[START Text section]
Eldersveld had a long and distinguished career as a political scientist and professor. He spent most of his career as professor of political science at the University of Michigan, and was professor emeritus at that institution at the time of his death.

Eldersveld was elected mayor of Ann Arbor, Michigan as a Democrat in 1957. He ran against the incumbent Republican mayor William E. Brown, Jr. and independent candidate Dominick A. DeVarti, who had lost the 1957 Republican primary to Brown. Mayor William E. Brown, Jr., had served an unprecedented twelve consecutive years in office, and Eldersveld successfully quashed Brown's bid for a seventh term in the mayor's post. Eldersveld served one two-year term as mayor, but decided not to run for reelection in 1959, and returned to his professorship at the University of Michigan, where he served as chair of the Department of Political Science from 1964 to 1970.

In 1965 his book Political Parties: A Behavioral Analysis, won the American Political Science Association's prestigious Woodrow Wilson Foundation Award (sponsored by Princeton University) for the best book on politics and government in 1964. His subsequent research included the comparative study of political party systems in The Netherlands and India, in which he conducted field research in collaboration with researchers from those countries. He also conducted extensive research in the People's Republic of China, leading to the publication of Support for Economic and Political Change in the Chinese Countryside (1996), again co-authored with researchers from the country under study.

The American Political Science Association also recognized Eldersveld's achievements in 1986 by creating the annual Samuel J. Eldersveld Award, meant "to honor a scholar whose lifetime professional work has made an outstanding contribution to the field," and by naming Eldersveld the first year's winner.

Eldersveld died of congestive heart failure in Ann Arbor in March 2010. He was cremated and his ashes interred in the St. Andrews Episcopal Church Memorial Cloister Garden in Ann Arbor.

==Honors==
- Awarded Woodrow Wilson Award for Best Book on Government, Politics, and International Affairs by the American Political Science Association (1965).
- Elected member of the American Academy of Arts and Sciences (1977).
- Awarded the first Samuel J. Eldersveld Lifetime Contribution Award by the American Political Science Association (1987).

==Selected book publications==
- Eldersveld, Samuel J., and James K. Pollock. Michigan Politics in Transition: An Areal Study of Voting Trends in the Last Decade. Ann Arbor: University of Michigan Press, 1942.
[END Text section]
Stated goal 1
Render this sentence from the Eldersveld biography in Spanish: "Eldersveld was elected mayor of Ann Arbor, Michigan as a Democrat in 1957."
Stated goal 2
Echo everything in the Eldersveld biography from "In 1965 his" down to "country under study.", with no changes.
The entries that come next have no connection to the Eldersveld biography.
[START Information shown]
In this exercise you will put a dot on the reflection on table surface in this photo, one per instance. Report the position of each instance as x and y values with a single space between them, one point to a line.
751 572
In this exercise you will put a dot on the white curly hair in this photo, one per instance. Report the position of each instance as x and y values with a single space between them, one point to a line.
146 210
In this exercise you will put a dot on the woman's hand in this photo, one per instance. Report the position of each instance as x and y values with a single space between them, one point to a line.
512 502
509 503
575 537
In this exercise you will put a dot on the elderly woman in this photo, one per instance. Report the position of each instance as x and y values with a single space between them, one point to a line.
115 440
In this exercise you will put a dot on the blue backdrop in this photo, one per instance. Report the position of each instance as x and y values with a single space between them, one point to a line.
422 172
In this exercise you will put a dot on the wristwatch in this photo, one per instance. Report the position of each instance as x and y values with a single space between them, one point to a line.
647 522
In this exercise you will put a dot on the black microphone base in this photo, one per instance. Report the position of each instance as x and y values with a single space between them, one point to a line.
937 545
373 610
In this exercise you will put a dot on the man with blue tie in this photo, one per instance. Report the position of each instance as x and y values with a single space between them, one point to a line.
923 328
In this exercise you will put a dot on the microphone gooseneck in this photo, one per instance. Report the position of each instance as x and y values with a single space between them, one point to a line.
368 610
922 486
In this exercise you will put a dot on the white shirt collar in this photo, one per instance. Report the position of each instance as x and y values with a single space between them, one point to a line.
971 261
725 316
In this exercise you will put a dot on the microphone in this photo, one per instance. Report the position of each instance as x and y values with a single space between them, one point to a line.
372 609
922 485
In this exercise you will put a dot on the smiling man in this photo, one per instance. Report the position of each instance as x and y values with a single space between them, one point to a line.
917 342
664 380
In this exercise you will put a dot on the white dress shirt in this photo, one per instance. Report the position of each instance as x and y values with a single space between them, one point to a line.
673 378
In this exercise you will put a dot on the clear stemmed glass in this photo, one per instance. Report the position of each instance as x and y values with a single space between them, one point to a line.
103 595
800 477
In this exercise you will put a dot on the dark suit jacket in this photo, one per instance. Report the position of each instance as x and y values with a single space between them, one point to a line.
[END Information shown]
Written answer 1
Eldersveld fue elegido alcalde de Ann Arbor, Michigan, como demócrata en 1957.

Written answer 2
In 1965 his book Political Parties: A Behavioral Analysis, won the American Political Science Association's prestigious Woodrow Wilson Foundation Award (sponsored by Princeton University) for the best book on politics and government in 1964. His subsequent research included the comparative study of political party systems in The Netherlands and India, in which he conducted field research in collaboration with researchers from those countries. He also conducted extensive research in the People's Republic of China, leading to the publication of Support for Economic and Political Change in the Chinese Countryside (1996), again co-authored with researchers from the country under study.